(Beginning of Excerpt)

China power shortage threatens supply chain disruption and higher prices

Electricity customers across China were forced to spend periods of the last few weeks in the dark as utilities cut out the lights to manage significant power shortages.

The consequences are leading to forecasts of additional obstacles to a global economic recovery, with the disruptions to the world’s second-largest economy expected to raise prices and compound existing supply chain issues.

China’s manufacturing purchasing managers’ index, an indicator of the general health of the sector, contracted to 49.6 for the month of September, the lowest since February 2020, when the coronavirus pandemic was beginning.

Power constraints didn’t help. The country’s largest industrial power users, especially manufacturing operations, were the first victims of rationing as supplying power to residences took priority, according to Helsinki-based Lauri Myllyvirta, lead analyst for the Centre for Research on Energy and Clean Air.

Numerous reports over the last week detail factories having to close or find ways to work around the shortages. A shoe factory in Guangdong province rented a diesel generator at a cost of $10,000 per month to maintain operations. Its manager said this is the “worst year since we opened the factory nearly 20 years ago,” the New York Times reported .

China is a significant global producer of everything from machinery and plastics to earth metals, so any disruption to industry of this scale, especially one affecting its power sector , is of significant import to the world.

“It will put pressure on prices and will affect the supply chains,” Myllyvirta told the Washington Examiner.

As many as 19 of China’s provinces were experiencing power rationing in some form by the end of September, per an analysis by Hong Kong-based research and consulting firm The Lantau Group. Outages have ranged anywhere from four to 10 days, particularly for the larger industrial customers.

Residents have not been completely spared and reportedly face higher energy bills despite being shown preference during the power crunch. Those in Liaoning, Jilin, and Heilongjiang provinces in northeastern China have been especially affected and experienced blackouts in recent days as coal generators in the region were operating at 50% capacity in the last week, Chinese outlet Caixin reported Tuesday.

Elsewhere, the energy authority in Guangdong asked for residents to cut power consumption by limiting elevator use for the first three floors of buildings and keeping thermostats above 26 degrees Celsius, or about 79 degrees Fahrenheit, according to state media.

As to the genesis of the shortage, the simple explanation is that the domestic energy supply has been unable to meet an uptick in demand fueled by the global recovery, but Myllyvirta implicated Chinese power regulators in particular for failing to be dynamic enough with price controls — not a shortage of coal, on which the Chinese grid is heavily reliant.

“Essentially, the regulator put pressure on coal mines to keep prices low with pressure on generators to generate at a low price, and that just made it uneconomic to keep purchasing coal and keep running the power plants,” he said. “And now, when global energy prices have shut up, it just brought things to a head.”

“This is something that happens periodically in China that economic policy and energy policy just fall out of step. A lot of this is textbook economics, but the government doesn’t always want to lay along with the economics textbook,” Myllyvirta said.

Chinese officials are reportedly working to get the power crunch under control, having ordered state-owned energy companies to procure adequate fuel supplies for the winter at all costs. That effort may well contribute even more to already high fuel prices across the world, Myllyvirta said.

“It’s just the scale of China’s market that is important to keep in mind,” he said. “China gets less than 10% of its coal from overseas … so, very small changes in China’s coal demand can have a major impact on the seaborne market.”

(End of Excerpt)

• **Check your understanding**:
1: According to the power-shortage article, how much did a shoe factory in Guangdong province pay each month to rent a diesel generator?
2: Do these statements agree with the power-shortage article? Answer yes or no for each, and quote the deciding words. (a) Supplying power to residences was given priority over large industrial users. (b) Myllyvirta blamed the shortage mainly on a lack of coal. (c) China gets more than half of its coal from overseas.
3: From the power-shortage article, write out the part that opens with the words containing "Power constraints didn’t" and closes with "the New York Times reported .", substituting "backup generator" for "diesel generator".
The lines after this article come from an unrelated source.

(Beginning of Provided records)

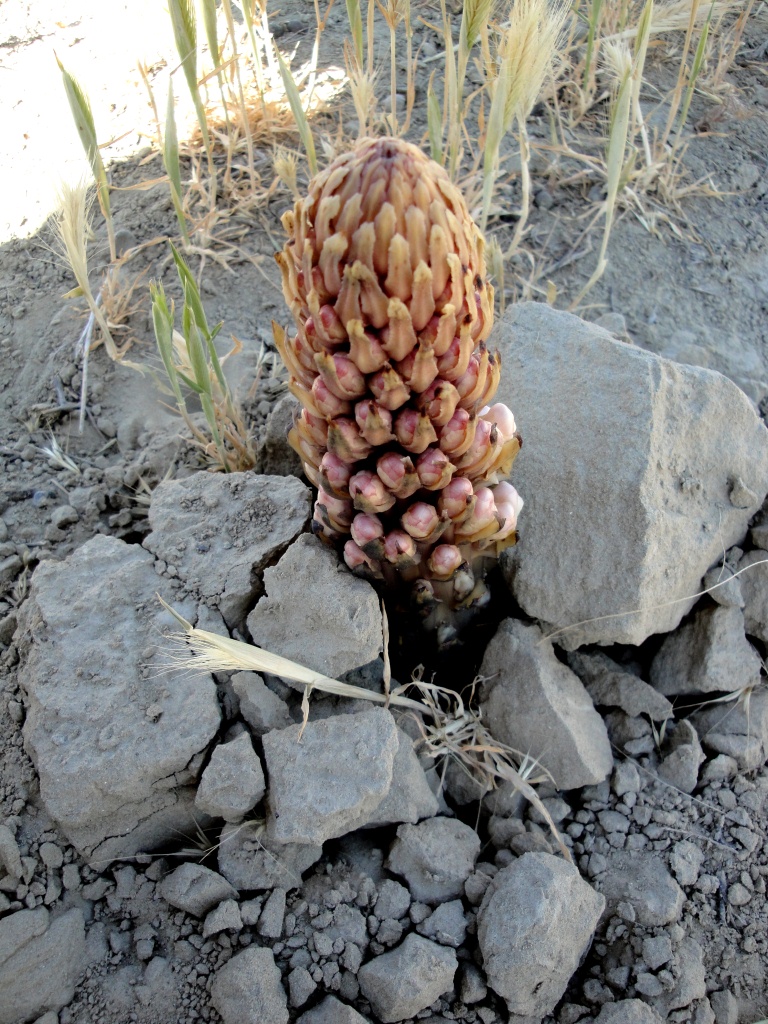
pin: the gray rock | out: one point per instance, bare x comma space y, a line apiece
219, 530
725, 1007
40, 962
270, 922
535, 704
275, 455
737, 728
535, 925
196, 889
755, 591
410, 798
251, 860
611, 686
685, 861
709, 653
691, 983
448, 925
435, 858
259, 707
332, 1011
224, 918
628, 1012
404, 981
233, 780
117, 778
300, 986
393, 900
247, 989
10, 857
642, 881
332, 781
683, 755
724, 587
625, 510
316, 612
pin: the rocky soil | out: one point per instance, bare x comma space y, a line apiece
171, 852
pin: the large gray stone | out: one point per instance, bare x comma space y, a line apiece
410, 798
247, 989
196, 889
332, 1011
117, 743
611, 686
535, 704
737, 728
642, 880
40, 962
754, 588
316, 612
408, 979
710, 653
219, 530
535, 925
251, 860
233, 780
630, 493
333, 779
435, 857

(End of Provided records)

• **Solutions to each task**:
1: $10,000 per month.

2:
(a) Yes: "supplying power to residences took priority"
(b) No: "not a shortage of coal, on which the Chinese grid is heavily reliant"
(c) No: "China gets less than 10% of its coal from overseas"

3:
Power constraints didn’t help. The country’s largest industrial power users, especially manufacturing operations, were the first victims of rationing as supplying power to residences took priority, according to Helsinki-based Lauri Myllyvirta, lead analyst for the Centre for Research on Energy and Clean Air.

Numerous reports over the last week detail factories having to close or find ways to work around the shortages. A shoe factory in Guangdong province rented a backup generator at a cost of $10,000 per month to maintain operations. Its manager said this is the “worst year since we opened the factory nearly 20 years ago,” the New York Times reported .